- Exercise input

++++++++++

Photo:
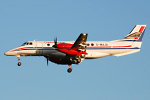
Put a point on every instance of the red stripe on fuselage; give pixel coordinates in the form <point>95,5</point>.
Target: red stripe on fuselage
<point>87,47</point>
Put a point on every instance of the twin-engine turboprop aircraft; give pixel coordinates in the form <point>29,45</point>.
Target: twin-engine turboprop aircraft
<point>70,52</point>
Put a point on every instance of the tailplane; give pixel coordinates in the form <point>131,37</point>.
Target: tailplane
<point>136,34</point>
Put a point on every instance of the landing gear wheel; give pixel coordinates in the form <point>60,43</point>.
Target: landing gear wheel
<point>19,63</point>
<point>69,70</point>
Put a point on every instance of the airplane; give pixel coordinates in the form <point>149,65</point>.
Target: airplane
<point>74,52</point>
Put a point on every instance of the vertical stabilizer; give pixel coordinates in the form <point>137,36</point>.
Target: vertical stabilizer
<point>136,34</point>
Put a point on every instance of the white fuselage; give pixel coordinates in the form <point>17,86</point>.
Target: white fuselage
<point>95,49</point>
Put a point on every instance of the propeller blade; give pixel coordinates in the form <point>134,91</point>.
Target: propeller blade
<point>55,43</point>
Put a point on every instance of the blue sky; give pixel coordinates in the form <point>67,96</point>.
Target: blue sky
<point>109,78</point>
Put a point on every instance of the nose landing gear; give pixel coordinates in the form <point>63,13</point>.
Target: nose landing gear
<point>19,62</point>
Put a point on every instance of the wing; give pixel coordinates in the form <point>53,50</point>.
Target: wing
<point>80,43</point>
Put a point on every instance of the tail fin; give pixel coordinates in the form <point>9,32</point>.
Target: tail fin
<point>136,34</point>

++++++++++

Could you reproduce every one of the records above word for word, leaving out the pictures?

- Written answer
Photo:
Put a point on every instance of the red stripe on fuselage; give pixel coordinates in the form <point>95,5</point>.
Target: red stripe on fuselage
<point>87,47</point>
Put a point on every instance of the twin-engine turboprop aircraft; give pixel coordinates in the form <point>29,45</point>.
Target: twin-engine turboprop aircraft
<point>70,52</point>
Put a point on every instance of the tailplane; give pixel coordinates in the form <point>131,37</point>.
Target: tailplane
<point>136,34</point>
Put a point on every instance of the landing gear wheel; give pixel coordinates in the form <point>60,43</point>.
Target: landing gear wheel
<point>19,63</point>
<point>69,70</point>
Put a point on every instance of the airplane; give pixel coordinates in the form <point>149,65</point>.
Target: airplane
<point>74,52</point>
Put a point on every instance of the vertical stabilizer; give pixel coordinates in the form <point>137,36</point>.
Target: vertical stabilizer
<point>136,34</point>
Put a point on every instance of the white fuselage; give pixel coordinates in the form <point>17,86</point>.
Target: white fuselage
<point>95,49</point>
Put a point on every instance of the propeller blade; give pixel coordinates in the form <point>134,91</point>.
Target: propeller blade
<point>55,43</point>
Put a point on every instance of the blue sky; give pixel coordinates in the form <point>67,96</point>.
Target: blue sky
<point>109,78</point>
Put a point on every instance of the nose landing gear; give pixel coordinates in the form <point>63,13</point>.
Target: nose landing gear
<point>19,62</point>
Put a point on every instance of the wing; give pixel coordinates in the form <point>53,50</point>.
Target: wing
<point>80,43</point>
Put a point on every instance of the tail fin; give pixel coordinates in the form <point>9,32</point>.
Target: tail fin
<point>136,34</point>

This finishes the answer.